Action item:
Return the listing that follows exactly, with no pictures included.
##############################
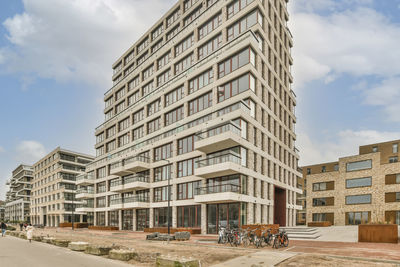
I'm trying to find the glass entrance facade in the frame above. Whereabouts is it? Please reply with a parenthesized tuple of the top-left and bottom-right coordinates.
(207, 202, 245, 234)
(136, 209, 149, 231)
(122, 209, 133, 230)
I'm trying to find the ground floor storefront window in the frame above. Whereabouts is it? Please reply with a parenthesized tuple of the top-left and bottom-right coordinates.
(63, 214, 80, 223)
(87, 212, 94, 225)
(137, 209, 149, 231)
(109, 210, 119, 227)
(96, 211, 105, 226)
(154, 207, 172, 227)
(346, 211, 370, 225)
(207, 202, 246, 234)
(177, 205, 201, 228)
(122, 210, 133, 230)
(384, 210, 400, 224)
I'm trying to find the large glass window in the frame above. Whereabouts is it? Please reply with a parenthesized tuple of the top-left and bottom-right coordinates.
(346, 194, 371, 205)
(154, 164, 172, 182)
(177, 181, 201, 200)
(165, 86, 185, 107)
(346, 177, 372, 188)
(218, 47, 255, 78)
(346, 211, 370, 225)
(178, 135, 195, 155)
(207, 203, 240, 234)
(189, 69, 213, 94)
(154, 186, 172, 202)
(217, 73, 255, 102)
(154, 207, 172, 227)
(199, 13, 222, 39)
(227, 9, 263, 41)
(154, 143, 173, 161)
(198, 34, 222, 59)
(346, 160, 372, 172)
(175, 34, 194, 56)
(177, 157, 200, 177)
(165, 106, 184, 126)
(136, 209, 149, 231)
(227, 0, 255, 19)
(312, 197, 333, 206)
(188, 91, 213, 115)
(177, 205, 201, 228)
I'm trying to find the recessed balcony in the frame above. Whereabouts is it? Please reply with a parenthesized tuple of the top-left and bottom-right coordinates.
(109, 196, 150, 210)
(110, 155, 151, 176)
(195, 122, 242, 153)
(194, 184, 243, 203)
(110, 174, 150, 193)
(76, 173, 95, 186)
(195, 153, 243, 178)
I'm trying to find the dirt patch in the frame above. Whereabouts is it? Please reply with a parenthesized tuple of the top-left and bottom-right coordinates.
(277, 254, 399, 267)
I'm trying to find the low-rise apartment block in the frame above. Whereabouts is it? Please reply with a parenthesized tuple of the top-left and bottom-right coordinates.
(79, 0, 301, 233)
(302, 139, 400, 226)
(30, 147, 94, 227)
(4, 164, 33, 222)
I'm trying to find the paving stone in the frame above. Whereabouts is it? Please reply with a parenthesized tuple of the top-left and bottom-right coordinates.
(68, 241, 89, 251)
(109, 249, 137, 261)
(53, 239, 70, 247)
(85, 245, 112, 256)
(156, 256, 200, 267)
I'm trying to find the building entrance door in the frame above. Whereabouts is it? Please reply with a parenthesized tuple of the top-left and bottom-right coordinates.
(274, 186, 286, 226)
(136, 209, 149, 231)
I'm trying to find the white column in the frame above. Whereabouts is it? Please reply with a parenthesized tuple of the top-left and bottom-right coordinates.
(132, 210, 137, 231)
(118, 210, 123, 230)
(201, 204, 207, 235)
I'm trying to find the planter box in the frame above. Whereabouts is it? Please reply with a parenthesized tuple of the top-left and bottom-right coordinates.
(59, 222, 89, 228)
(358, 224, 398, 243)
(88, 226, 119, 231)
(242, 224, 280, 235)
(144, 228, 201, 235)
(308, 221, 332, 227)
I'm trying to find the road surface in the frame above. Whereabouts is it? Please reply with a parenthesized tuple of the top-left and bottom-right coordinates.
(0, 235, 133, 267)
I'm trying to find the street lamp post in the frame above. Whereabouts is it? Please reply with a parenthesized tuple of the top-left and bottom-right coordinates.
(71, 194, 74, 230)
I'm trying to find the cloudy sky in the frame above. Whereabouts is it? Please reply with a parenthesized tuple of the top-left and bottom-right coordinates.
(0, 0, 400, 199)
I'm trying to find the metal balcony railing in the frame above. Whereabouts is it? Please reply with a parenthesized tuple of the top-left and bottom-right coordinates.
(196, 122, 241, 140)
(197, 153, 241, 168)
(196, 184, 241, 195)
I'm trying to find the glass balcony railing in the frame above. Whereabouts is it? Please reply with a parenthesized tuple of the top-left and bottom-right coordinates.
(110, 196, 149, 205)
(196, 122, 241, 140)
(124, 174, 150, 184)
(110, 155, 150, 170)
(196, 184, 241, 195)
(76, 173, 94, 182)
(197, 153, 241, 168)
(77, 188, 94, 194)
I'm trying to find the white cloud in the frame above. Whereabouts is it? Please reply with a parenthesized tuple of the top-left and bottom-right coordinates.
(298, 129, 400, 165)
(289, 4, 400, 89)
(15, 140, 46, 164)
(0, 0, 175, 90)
##############################
Output for this task:
I'm trying to find the glass entrance facade in the frame above. Whereabouts is it? Please reply with a parenthesized tuple of the top-left and bottom-right coordinates.
(207, 202, 245, 234)
(136, 209, 149, 231)
(122, 209, 133, 230)
I'm trying to find the ground floor storefront window in the frame above. Whereabouts is it? Please reply with a parenthesized tuple of the top-left and bottom-right coordinates.
(63, 214, 80, 223)
(87, 212, 94, 225)
(137, 209, 149, 231)
(109, 210, 119, 227)
(96, 211, 105, 226)
(154, 207, 172, 227)
(346, 211, 370, 225)
(207, 202, 246, 234)
(177, 205, 201, 228)
(122, 210, 133, 230)
(384, 210, 400, 224)
I'm trying to find the large glass window in the frame above. Whereabouts is it? Please reply with a parenthesized tuple of the top-left and bottom-right coordinates.
(346, 194, 371, 205)
(154, 164, 172, 182)
(177, 181, 201, 200)
(165, 86, 185, 107)
(346, 177, 372, 188)
(218, 47, 255, 78)
(346, 211, 370, 225)
(178, 135, 195, 155)
(207, 203, 240, 234)
(189, 69, 213, 94)
(154, 186, 172, 202)
(217, 73, 255, 102)
(154, 207, 172, 227)
(199, 13, 222, 39)
(227, 9, 263, 41)
(154, 143, 173, 161)
(198, 34, 222, 59)
(346, 160, 372, 172)
(175, 34, 194, 56)
(177, 157, 200, 177)
(165, 106, 184, 126)
(136, 209, 149, 231)
(227, 0, 255, 19)
(312, 197, 333, 206)
(188, 91, 213, 115)
(177, 205, 201, 228)
I'm trying to find the recessed balcony in the frame above. Whereabouts is it? Please reply with a parenthesized tuple of the top-left and bottom-right coordinates.
(109, 196, 150, 210)
(110, 155, 151, 176)
(195, 122, 242, 153)
(194, 184, 243, 203)
(110, 174, 150, 193)
(76, 173, 95, 186)
(195, 153, 243, 178)
I'm trying to find the dirt patch in the frame above. Whereabouts is it? Please reply with a parenthesized tuple of the top-left and bottom-right coordinates.
(277, 254, 399, 267)
I'm trying to find the low-rise apartment block in the frame above. Whereabouts is it? Please reply with a parenthesized tuple of the top-left and bottom-right coordinates.
(79, 0, 301, 233)
(302, 139, 400, 226)
(30, 147, 94, 227)
(4, 164, 33, 222)
I'm trying to find the paving stone in the frame above. Whereabouts is it? Please reply with a parenthesized tuple of the top-left and bottom-right coordinates.
(68, 241, 89, 251)
(109, 249, 137, 261)
(53, 239, 70, 247)
(85, 245, 112, 256)
(156, 256, 200, 267)
I'm trying to find the building entrance door in the frame above. Whereabouts is it? Please reply with a parenthesized tuple of the top-left and bottom-right coordinates.
(274, 186, 286, 226)
(136, 209, 149, 231)
I'm trying to find the white column in the frame above. Whereabouts is it? Please reply with a parenthesized tuple of the top-left and bottom-right coordinates.
(132, 210, 137, 231)
(118, 210, 123, 230)
(201, 204, 207, 235)
I'm trying to find the planter box in the frame above. Whereabouts is it? Please reply with a parenthesized tuple of the top-left and bottom-right coordinates.
(59, 222, 89, 228)
(358, 224, 398, 243)
(88, 226, 119, 231)
(242, 224, 280, 235)
(144, 228, 201, 235)
(308, 221, 332, 227)
I'm trying to find the road surface in the frame above. Whereabouts is it? Please reply with a parenthesized tuple of the top-left and bottom-right coordinates.
(0, 235, 133, 267)
I'm trying to find the street lamp post in the frame above. Whereabouts is it? Please reply with a parenthesized tuple of the top-left and bottom-right coordinates.
(71, 194, 74, 230)
I'm trying to find the cloudy sky in the frame above. Whereabouts is it? Please reply with a parenthesized tuple of the top-left and bottom-right coordinates.
(0, 0, 400, 199)
I'm trying to find the metal balcony railing in the frame above. Whereabouts is it? Please reply with a parenthesized tuple of the top-left and bottom-right coordinates.
(196, 122, 241, 140)
(197, 153, 241, 168)
(196, 184, 241, 195)
I'm trying to find the glass balcony railing in the frame above. Whereabouts is it? Please reply with a parenthesized tuple of the top-left and bottom-right coordinates.
(110, 196, 149, 205)
(196, 122, 241, 140)
(124, 174, 150, 184)
(110, 155, 150, 170)
(196, 184, 241, 195)
(76, 173, 94, 182)
(197, 153, 241, 168)
(77, 188, 94, 194)
I'm trying to find the white cloud in the frame above. Whereabouts is it? Please reply with a parenthesized tuple of the top-left and bottom-right coordinates.
(298, 129, 400, 165)
(289, 4, 400, 89)
(15, 140, 46, 164)
(0, 0, 175, 90)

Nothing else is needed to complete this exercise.